(Excerpts of pointing data)
───
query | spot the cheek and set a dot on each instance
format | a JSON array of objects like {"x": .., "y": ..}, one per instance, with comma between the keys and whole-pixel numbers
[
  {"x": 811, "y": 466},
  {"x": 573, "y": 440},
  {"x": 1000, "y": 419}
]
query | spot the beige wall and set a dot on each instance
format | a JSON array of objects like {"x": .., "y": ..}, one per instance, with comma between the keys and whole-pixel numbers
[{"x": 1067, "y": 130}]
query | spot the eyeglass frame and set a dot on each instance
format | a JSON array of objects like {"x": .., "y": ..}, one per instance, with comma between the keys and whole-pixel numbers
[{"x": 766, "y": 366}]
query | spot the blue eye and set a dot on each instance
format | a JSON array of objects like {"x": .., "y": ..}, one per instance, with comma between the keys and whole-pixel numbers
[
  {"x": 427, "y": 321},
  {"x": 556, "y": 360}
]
───
* [Aim]
Can you repeat all of the items above, swapping "set a dot" for "place a marker" and keeping everything else the same?

* [Result of the task]
query | spot the cheek and place a marker on each instance
format | a JSON array of objects like {"x": .., "y": ..}, one per instance, with comma between the keys and whole-pixel numbers
[
  {"x": 811, "y": 466},
  {"x": 573, "y": 440},
  {"x": 1000, "y": 419}
]
query | spot the beige wall and place a marker on each instance
format | a JSON array of objects like {"x": .., "y": ..}, one per instance, with comma between the keys and whole-pixel numbers
[{"x": 1067, "y": 130}]
query | spot the eyeglass frame and place a marker on each instance
format | a JSON array of objects like {"x": .., "y": ..}, one per instance, with comma between the keys and whole-pixel numbers
[{"x": 766, "y": 366}]
query | spot the blue eye and place a marker on each instance
format | a JSON array of objects like {"x": .., "y": ..}, one per instance, with comma between the keys and whole-pixel numbers
[
  {"x": 427, "y": 321},
  {"x": 556, "y": 360}
]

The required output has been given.